(Exercise brief): Please repeat each of the records that follow, exactly as written.

(The records):

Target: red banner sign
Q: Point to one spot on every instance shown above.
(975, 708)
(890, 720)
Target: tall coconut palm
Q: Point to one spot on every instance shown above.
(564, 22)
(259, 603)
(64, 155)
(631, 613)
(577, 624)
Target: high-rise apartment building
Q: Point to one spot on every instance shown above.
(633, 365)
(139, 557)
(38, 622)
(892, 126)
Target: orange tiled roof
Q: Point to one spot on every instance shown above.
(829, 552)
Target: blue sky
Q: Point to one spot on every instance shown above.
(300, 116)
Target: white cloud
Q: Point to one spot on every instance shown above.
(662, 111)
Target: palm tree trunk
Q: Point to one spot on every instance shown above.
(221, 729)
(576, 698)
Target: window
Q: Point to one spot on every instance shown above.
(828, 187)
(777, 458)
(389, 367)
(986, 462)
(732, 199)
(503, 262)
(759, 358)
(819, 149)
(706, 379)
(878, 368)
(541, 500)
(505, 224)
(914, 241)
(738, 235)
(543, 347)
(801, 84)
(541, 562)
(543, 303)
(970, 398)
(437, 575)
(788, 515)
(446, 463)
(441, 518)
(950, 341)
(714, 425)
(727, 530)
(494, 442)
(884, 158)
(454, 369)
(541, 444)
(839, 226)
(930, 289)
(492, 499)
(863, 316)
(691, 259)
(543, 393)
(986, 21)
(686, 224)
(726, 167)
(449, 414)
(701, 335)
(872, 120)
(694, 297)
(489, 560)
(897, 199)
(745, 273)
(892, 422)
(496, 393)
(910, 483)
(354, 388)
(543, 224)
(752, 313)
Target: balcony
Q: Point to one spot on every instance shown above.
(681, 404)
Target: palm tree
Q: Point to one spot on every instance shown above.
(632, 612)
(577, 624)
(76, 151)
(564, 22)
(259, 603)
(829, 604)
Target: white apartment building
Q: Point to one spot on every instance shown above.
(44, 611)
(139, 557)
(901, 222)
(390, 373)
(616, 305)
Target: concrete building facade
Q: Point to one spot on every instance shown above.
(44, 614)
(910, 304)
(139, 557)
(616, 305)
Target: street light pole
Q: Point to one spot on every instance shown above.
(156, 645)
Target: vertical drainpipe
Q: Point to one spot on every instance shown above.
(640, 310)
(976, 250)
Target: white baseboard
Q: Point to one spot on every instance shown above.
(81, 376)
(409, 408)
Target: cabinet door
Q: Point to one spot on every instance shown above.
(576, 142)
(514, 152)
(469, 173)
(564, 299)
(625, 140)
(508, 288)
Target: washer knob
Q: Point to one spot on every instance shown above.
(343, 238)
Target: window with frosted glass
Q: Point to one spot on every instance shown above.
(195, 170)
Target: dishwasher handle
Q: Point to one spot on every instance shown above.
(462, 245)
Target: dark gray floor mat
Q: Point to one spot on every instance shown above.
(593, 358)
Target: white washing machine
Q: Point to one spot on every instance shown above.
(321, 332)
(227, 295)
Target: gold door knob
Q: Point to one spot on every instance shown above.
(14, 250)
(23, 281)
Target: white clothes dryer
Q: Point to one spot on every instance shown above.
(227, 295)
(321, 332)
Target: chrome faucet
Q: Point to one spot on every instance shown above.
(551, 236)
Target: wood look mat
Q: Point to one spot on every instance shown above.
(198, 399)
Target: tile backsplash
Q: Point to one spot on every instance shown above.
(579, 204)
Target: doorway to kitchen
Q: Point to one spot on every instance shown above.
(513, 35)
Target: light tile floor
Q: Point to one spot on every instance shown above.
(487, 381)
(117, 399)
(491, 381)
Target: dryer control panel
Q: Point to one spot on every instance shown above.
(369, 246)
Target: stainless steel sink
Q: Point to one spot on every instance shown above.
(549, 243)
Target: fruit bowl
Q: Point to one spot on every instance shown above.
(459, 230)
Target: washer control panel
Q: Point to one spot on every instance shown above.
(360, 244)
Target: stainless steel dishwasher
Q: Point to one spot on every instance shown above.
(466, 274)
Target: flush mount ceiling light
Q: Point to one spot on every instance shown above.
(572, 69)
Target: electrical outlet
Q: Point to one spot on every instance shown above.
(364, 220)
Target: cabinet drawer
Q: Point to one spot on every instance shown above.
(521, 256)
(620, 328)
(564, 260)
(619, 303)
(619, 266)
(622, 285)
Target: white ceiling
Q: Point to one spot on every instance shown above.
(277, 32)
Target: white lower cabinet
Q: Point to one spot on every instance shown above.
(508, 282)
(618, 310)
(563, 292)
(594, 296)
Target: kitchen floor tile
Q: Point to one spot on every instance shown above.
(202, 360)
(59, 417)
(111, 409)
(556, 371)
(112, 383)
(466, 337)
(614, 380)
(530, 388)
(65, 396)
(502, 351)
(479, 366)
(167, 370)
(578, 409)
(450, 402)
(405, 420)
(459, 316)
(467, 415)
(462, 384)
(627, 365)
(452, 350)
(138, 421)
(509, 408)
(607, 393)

(Exercise output):
Target: red banner sign
Q: Point to one spot on every instance shown above.
(975, 708)
(890, 720)
Target: tall coconut palm
Q: Point to one spot on every instance shown above.
(564, 22)
(259, 603)
(64, 155)
(631, 613)
(577, 624)
Target: high-rise apartment building
Q: Point to one spot on every instance shown above.
(633, 365)
(139, 557)
(38, 622)
(892, 126)
Target: orange tiled roof
Q: Point to one spot on every instance shown above.
(829, 552)
Target: blue sky
Q: Point to one spot on every instance shown above.
(300, 116)
Target: white cloud
Q: Point to one spot on every instance shown above.
(662, 111)
Target: palm tree trunk
Q: Point to one spot on every instance shown above.
(221, 729)
(576, 698)
Target: window
Q: Point to one spot on every instance shown above.
(828, 187)
(777, 458)
(389, 367)
(986, 462)
(732, 199)
(503, 262)
(759, 358)
(819, 149)
(706, 379)
(878, 368)
(541, 500)
(505, 224)
(914, 241)
(738, 235)
(543, 347)
(801, 84)
(541, 562)
(543, 303)
(970, 398)
(437, 575)
(788, 515)
(446, 463)
(441, 518)
(950, 341)
(714, 425)
(727, 530)
(494, 442)
(884, 158)
(454, 369)
(541, 444)
(839, 226)
(930, 289)
(492, 499)
(863, 316)
(691, 259)
(543, 393)
(986, 21)
(686, 224)
(726, 167)
(449, 414)
(701, 335)
(872, 120)
(694, 297)
(489, 560)
(897, 199)
(745, 273)
(892, 422)
(496, 393)
(910, 483)
(354, 388)
(543, 224)
(752, 313)
Target: balcony
Q: Point to one spot on every instance shown above.
(681, 404)
Target: palm tree
Q: Point to one spot on every instance shown above.
(632, 612)
(577, 624)
(76, 151)
(564, 22)
(259, 603)
(829, 604)
Target: white apartment building
Q: Point to one spot on every instance shown above.
(44, 611)
(139, 557)
(901, 222)
(390, 373)
(616, 305)
Target: concrete building facade
Q: Point to one spot on every instance shown above.
(44, 614)
(910, 304)
(139, 557)
(616, 305)
Target: street light pole
Q: Point to one spot on every instance shown above.
(156, 645)
Target: vertical drainpipe
Q: Point to one spot on every instance shown above.
(640, 310)
(976, 250)
Target: white baseboard
Q: Point to one spot on every instance shown above.
(81, 376)
(409, 408)
Target: cabinet door
Q: Point to one spot on every instance shown above.
(576, 142)
(514, 152)
(469, 173)
(564, 299)
(625, 140)
(508, 288)
Target: washer knob
Q: Point to one spot on every instance shown above.
(343, 238)
Target: window with frosted glass
Q: Point to one spot on every instance shown above.
(195, 170)
Target: dishwasher handle
Q: Point to one spot on every instance shown above.
(462, 245)
Target: dark gray floor mat
Q: Point to one spot on every instance shown above.
(593, 358)
Target: white washing machine
Q: Point to one spot on every instance shown above.
(321, 332)
(227, 295)
Target: gold door knob
Q: Point to one spot on every instance shown above.
(14, 250)
(23, 281)
Target: white clothes dryer
Q: Point to one spot on every instance shown above.
(227, 295)
(321, 332)
Target: chrome faucet
Q: Point to one spot on every instance shown above.
(551, 236)
Target: wood look mat
Q: Point to one spot on every instance shown above.
(198, 399)
Target: tile backsplash
Q: Point to one spot on every instance shown above.
(579, 204)
Target: doorway to kitchen
Q: Point to one spot on every instance shown above.
(513, 35)
Target: light tile floor
Q: Point to one spot on every instance shown above.
(487, 381)
(117, 399)
(491, 381)
Target: dryer control panel
Q: Point to one spot on every instance shown above.
(369, 246)
Target: stainless steel sink
Q: Point to one spot on every instance shown above.
(549, 243)
Target: fruit bowl
Q: Point to one spot on every instance shown above.
(459, 230)
Target: washer control panel
Q: Point to one spot on every instance shown above.
(360, 244)
Target: stainless steel dishwasher
Q: Point to one spot on every instance shown above.
(466, 274)
Target: flush mount ceiling light
Q: Point to one spot on every instance shown above.
(572, 69)
Target: electrical outlet
Q: Point to one spot on every instance shown above.
(364, 220)
Target: cabinet drawer
Q: Point to one spot on every instance shown above.
(521, 256)
(620, 328)
(564, 260)
(619, 303)
(619, 266)
(622, 285)
Target: white ceiling
Q: Point to one spot on every instance shown above.
(277, 32)
Target: white lower cabinet
Q: Point to one spot on every instance shown above.
(508, 282)
(618, 310)
(563, 292)
(594, 296)
Target: kitchen floor tile
Q: Point to one spot on every instance shown above.
(202, 360)
(59, 417)
(111, 409)
(556, 371)
(112, 383)
(466, 337)
(614, 380)
(530, 388)
(65, 396)
(502, 351)
(479, 366)
(167, 370)
(578, 409)
(450, 402)
(405, 420)
(459, 316)
(467, 415)
(462, 384)
(627, 365)
(452, 350)
(138, 421)
(509, 408)
(607, 393)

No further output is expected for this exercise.